Starting at the line that holds "headlight with a single pin per instance.", copy every line exactly through the end of the data, and no others.

════════════════

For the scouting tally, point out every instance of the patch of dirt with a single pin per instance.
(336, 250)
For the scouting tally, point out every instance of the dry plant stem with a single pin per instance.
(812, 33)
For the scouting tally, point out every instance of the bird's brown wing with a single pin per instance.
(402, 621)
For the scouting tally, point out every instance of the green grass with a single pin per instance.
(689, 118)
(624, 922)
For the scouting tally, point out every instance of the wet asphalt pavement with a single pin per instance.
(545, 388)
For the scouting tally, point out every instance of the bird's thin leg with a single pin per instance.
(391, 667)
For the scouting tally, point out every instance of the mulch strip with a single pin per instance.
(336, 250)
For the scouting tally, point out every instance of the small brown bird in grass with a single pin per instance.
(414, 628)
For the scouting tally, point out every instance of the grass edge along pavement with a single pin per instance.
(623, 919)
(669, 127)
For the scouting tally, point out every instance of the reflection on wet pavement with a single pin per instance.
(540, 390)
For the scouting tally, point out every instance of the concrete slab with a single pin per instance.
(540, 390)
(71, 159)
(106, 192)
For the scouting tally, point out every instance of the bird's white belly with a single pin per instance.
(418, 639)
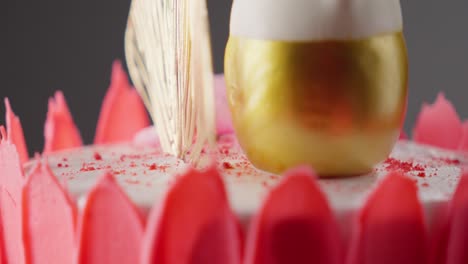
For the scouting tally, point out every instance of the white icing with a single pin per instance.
(246, 185)
(303, 20)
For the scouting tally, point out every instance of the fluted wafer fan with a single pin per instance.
(168, 52)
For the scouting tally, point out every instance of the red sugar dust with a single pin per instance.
(392, 164)
(97, 156)
(227, 165)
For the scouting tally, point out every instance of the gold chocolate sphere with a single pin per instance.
(336, 105)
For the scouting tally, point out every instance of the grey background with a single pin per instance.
(70, 45)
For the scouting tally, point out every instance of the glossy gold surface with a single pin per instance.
(334, 105)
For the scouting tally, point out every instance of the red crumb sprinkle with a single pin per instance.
(97, 156)
(129, 181)
(451, 161)
(87, 167)
(404, 166)
(227, 165)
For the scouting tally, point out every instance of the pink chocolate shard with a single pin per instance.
(457, 249)
(49, 218)
(403, 135)
(439, 125)
(223, 114)
(11, 182)
(147, 137)
(391, 226)
(295, 225)
(15, 132)
(60, 131)
(123, 113)
(110, 228)
(194, 224)
(464, 141)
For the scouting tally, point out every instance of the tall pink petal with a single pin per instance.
(194, 224)
(457, 246)
(60, 131)
(15, 132)
(439, 125)
(295, 225)
(391, 226)
(464, 141)
(123, 113)
(110, 228)
(11, 182)
(49, 218)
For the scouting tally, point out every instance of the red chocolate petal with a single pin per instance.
(457, 252)
(15, 132)
(60, 131)
(123, 113)
(49, 218)
(403, 135)
(11, 182)
(464, 141)
(391, 226)
(110, 228)
(194, 224)
(295, 225)
(223, 114)
(439, 125)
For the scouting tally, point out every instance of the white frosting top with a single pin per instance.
(307, 20)
(145, 174)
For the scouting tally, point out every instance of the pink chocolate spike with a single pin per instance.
(403, 135)
(223, 114)
(110, 228)
(15, 132)
(3, 134)
(391, 226)
(439, 125)
(11, 182)
(123, 113)
(60, 131)
(295, 225)
(49, 218)
(457, 252)
(464, 141)
(194, 224)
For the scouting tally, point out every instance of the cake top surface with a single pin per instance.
(145, 174)
(305, 20)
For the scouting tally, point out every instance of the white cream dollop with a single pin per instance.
(309, 20)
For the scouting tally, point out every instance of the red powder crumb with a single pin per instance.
(227, 166)
(97, 156)
(451, 161)
(132, 181)
(153, 167)
(87, 167)
(403, 166)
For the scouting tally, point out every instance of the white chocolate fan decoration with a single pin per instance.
(168, 52)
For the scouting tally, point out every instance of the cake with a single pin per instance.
(122, 200)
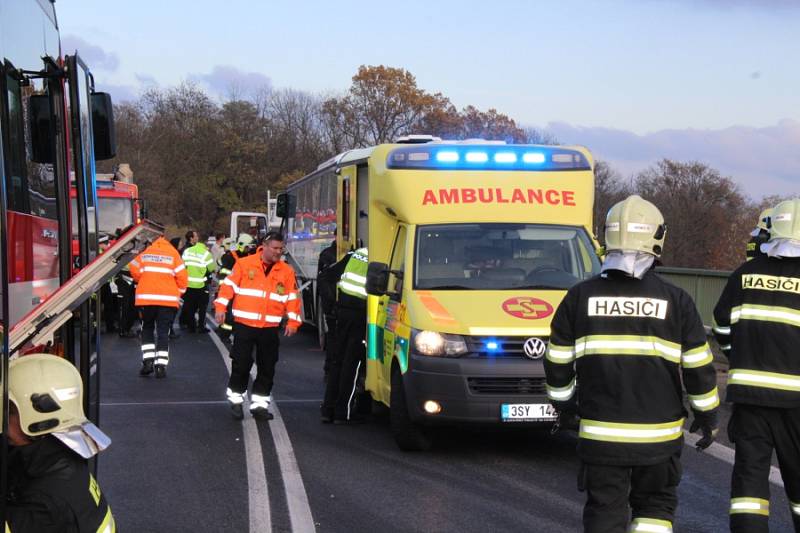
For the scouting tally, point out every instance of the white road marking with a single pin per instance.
(296, 498)
(723, 453)
(257, 491)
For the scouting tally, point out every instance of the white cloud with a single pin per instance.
(764, 161)
(228, 81)
(93, 55)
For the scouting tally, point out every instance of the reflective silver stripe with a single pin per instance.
(651, 525)
(750, 506)
(160, 270)
(258, 293)
(561, 393)
(770, 380)
(258, 401)
(246, 314)
(158, 297)
(234, 397)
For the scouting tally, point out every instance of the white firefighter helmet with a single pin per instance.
(48, 393)
(635, 225)
(785, 221)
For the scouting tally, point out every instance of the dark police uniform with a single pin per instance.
(618, 350)
(757, 323)
(52, 490)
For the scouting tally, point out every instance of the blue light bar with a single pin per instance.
(434, 156)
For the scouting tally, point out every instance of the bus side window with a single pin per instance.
(397, 265)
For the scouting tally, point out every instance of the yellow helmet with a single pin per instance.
(764, 219)
(48, 393)
(785, 220)
(635, 225)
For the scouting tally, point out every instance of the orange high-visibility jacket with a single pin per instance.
(160, 275)
(260, 301)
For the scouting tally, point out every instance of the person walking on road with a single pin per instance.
(50, 484)
(263, 291)
(349, 276)
(161, 280)
(200, 265)
(620, 345)
(757, 323)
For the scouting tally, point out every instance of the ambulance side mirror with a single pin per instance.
(285, 205)
(377, 278)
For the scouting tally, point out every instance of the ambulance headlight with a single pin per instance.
(439, 344)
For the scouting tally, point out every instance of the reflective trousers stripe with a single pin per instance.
(768, 380)
(651, 525)
(633, 433)
(750, 506)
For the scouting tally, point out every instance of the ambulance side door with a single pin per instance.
(395, 323)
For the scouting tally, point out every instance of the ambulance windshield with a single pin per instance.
(502, 256)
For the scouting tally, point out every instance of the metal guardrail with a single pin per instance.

════════════════

### EXERCISE SOLUTION
For the scouting tally, point out every instance of the ambulance headlight with a single pin per instance.
(439, 344)
For the scouting tally, point out every instance of the reflective trousers stripe with a single pin per instance.
(768, 380)
(651, 525)
(633, 433)
(750, 506)
For the scouting tally, point out every instance of the ambulance side door with a single pin per instance.
(395, 323)
For the scouting tally, point out every instance of the ambulance windshield with a single pin per instance.
(502, 256)
For the scouting tally, point out every instance of the metal guardrail with a single pin per instance.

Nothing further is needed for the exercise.